Textauszug =>
###

Die Autorengruppe analysiert richtig, dass eine wesentliche Kraft des neoliberalen Denkens und Handelns darin liegt, den Menschen und die Welt in Fragmente und Rollen aufzuteilen. Für diese Teil-Welten lassen sich leicht Sachzwänge aufbauen, die vielen Menschen einleuchtend und nicht widerlegbar erscheinen. So sehr in dieser Fragmentierung die Kraft des Neoliberalismus liegt, so sehr liegt in seiner Aufhebung die Kraft der Gegenbewegung.

Weniger überzeugend beschreiben die Autoren, dass die Globalisierung von Eliten, auch von politischen, gemacht wird und damit kein Sachzwang ist. So sehr dies richtig ist, so falsch ist das von ihnen vermittelte Bild einer neoliberalen Welt, in der überall und alles gleich schlimm ist. So als gäbe es einen Masterplan des neoliberalen Bösen, so als gäbe es nicht allein in Europa zahlreiche verschiedene neoliberale Kapitalismen mit nennenswerten und auch aus Sicht der potenziellen Verlierer keineswegs zu vernachlässigenden Unterschieden.

###

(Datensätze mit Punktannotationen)

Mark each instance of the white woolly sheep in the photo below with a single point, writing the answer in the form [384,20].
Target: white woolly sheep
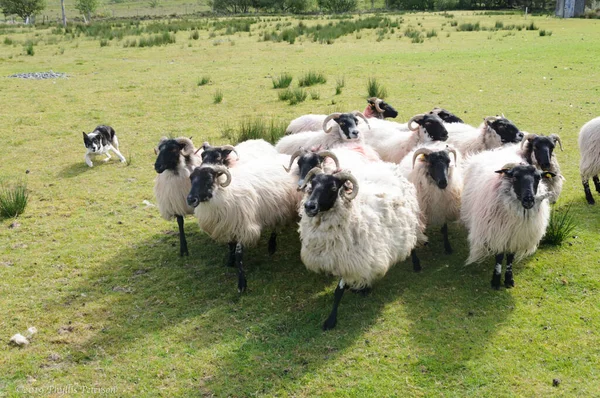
[439,184]
[234,205]
[358,235]
[376,109]
[492,133]
[393,144]
[175,162]
[504,209]
[589,148]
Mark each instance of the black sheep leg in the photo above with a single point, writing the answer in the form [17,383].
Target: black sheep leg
[416,262]
[588,193]
[239,251]
[447,247]
[497,275]
[508,279]
[272,243]
[337,297]
[182,242]
[231,258]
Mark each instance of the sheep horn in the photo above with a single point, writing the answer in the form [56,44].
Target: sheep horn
[312,172]
[294,156]
[413,119]
[556,138]
[528,137]
[347,176]
[327,119]
[421,151]
[360,115]
[325,154]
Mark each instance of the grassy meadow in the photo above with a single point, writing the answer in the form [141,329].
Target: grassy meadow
[95,269]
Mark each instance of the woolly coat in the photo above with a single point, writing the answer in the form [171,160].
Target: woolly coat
[438,206]
[589,148]
[360,240]
[496,220]
[261,195]
[171,187]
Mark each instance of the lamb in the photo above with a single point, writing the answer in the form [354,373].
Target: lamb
[504,208]
[589,148]
[376,109]
[343,132]
[538,150]
[439,184]
[234,205]
[357,235]
[393,145]
[175,162]
[492,133]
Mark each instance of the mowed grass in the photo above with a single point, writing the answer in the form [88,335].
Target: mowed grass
[97,271]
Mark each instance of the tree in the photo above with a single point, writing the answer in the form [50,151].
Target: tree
[86,7]
[23,8]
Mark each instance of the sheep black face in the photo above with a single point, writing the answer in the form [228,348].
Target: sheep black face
[525,181]
[168,155]
[446,116]
[508,132]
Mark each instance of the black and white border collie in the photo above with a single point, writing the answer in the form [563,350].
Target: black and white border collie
[100,141]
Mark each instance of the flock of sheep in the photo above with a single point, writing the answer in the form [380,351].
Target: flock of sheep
[364,189]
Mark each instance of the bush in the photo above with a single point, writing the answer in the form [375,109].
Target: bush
[13,199]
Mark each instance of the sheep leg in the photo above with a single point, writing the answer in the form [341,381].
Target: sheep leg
[239,251]
[497,272]
[447,247]
[508,279]
[588,193]
[182,242]
[272,243]
[596,183]
[416,262]
[337,297]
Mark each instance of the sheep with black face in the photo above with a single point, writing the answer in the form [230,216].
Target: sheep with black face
[357,229]
[176,158]
[504,208]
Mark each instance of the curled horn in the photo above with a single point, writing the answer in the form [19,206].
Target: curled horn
[294,156]
[556,138]
[327,119]
[347,176]
[312,172]
[421,151]
[414,119]
[528,138]
[452,151]
[325,154]
[360,115]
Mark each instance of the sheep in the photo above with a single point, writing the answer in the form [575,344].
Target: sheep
[393,145]
[357,235]
[492,133]
[439,184]
[589,148]
[175,162]
[376,109]
[504,209]
[343,132]
[538,150]
[234,205]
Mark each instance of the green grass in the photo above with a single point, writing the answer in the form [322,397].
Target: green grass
[96,270]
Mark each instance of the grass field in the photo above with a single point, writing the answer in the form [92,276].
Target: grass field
[97,271]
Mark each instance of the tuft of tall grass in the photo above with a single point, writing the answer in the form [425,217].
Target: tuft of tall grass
[282,81]
[560,226]
[375,89]
[13,199]
[312,78]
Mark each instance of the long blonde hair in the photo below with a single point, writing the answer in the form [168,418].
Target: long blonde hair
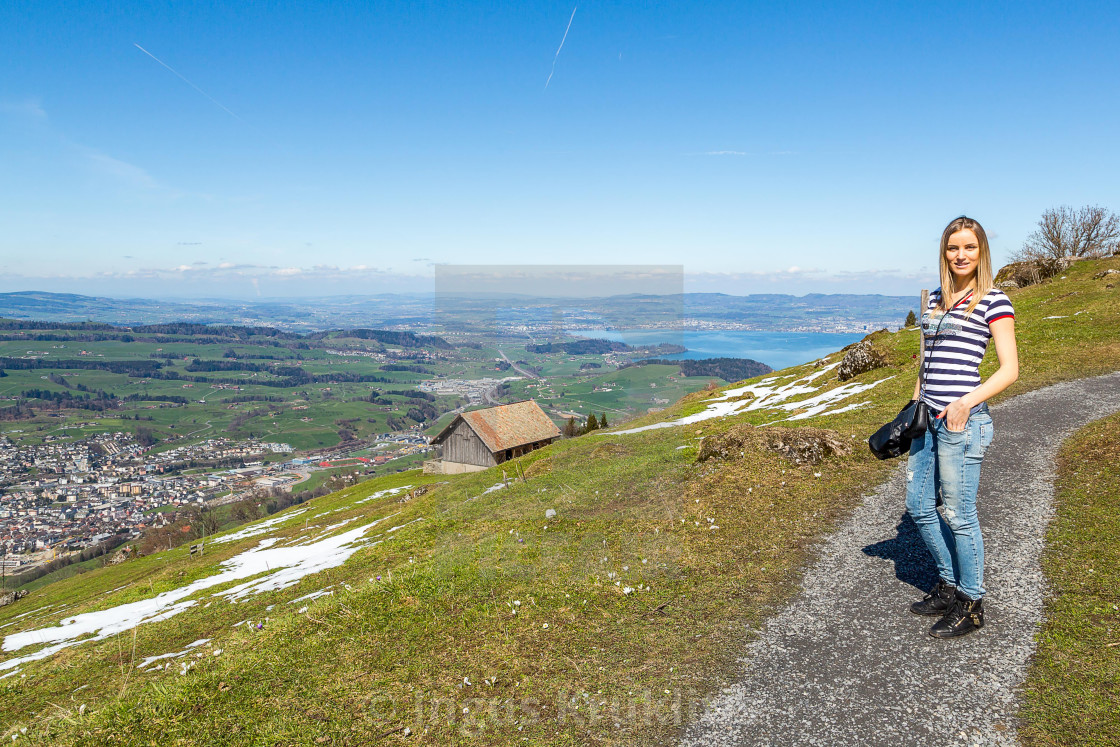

###

Aufgaben =>
(1) Beantworte anhand des Textauszugs:
(a) Worin liegt laut Autorengruppe eine wesentliche Kraft des neoliberalen Denkens und Handelns?
(b) Von wem wird die Globalisierung nach Darstellung der Autoren gemacht?
(c) Welches Bild einer neoliberalen Welt vermitteln die Autoren?
(2) Schreib den Abschnitt des Textauszugs ab, der mit "Die Autorengruppe analysiert" beginnt und mit "Kraft der Gegenbewegung." endet, und tausche dabei "Fragmente" gegen "Bruchstücke" aus.
Die Zeilen braucht man hier nicht.

Lösungen =>
(1)
(a) Darin, den Menschen und die Welt in Fragmente und Rollen aufzuteilen.
(b) Von Eliten, auch von politischen.
(c) Das Bild einer neoliberalen Welt, in der überall und alles gleich schlimm ist.

(2)
Die Autorengruppe analysiert richtig, dass eine wesentliche Kraft des neoliberalen Denkens und Handelns darin liegt, den Menschen und die Welt in Bruchstücke und Rollen aufzuteilen. Für diese Teil-Welten lassen sich leicht Sachzwänge aufbauen, die vielen Menschen einleuchtend und nicht widerlegbar erscheinen. So sehr in dieser Fragmentierung die Kraft des Neoliberalismus liegt, so sehr liegt in seiner Aufhebung die Kraft der Gegenbewegung.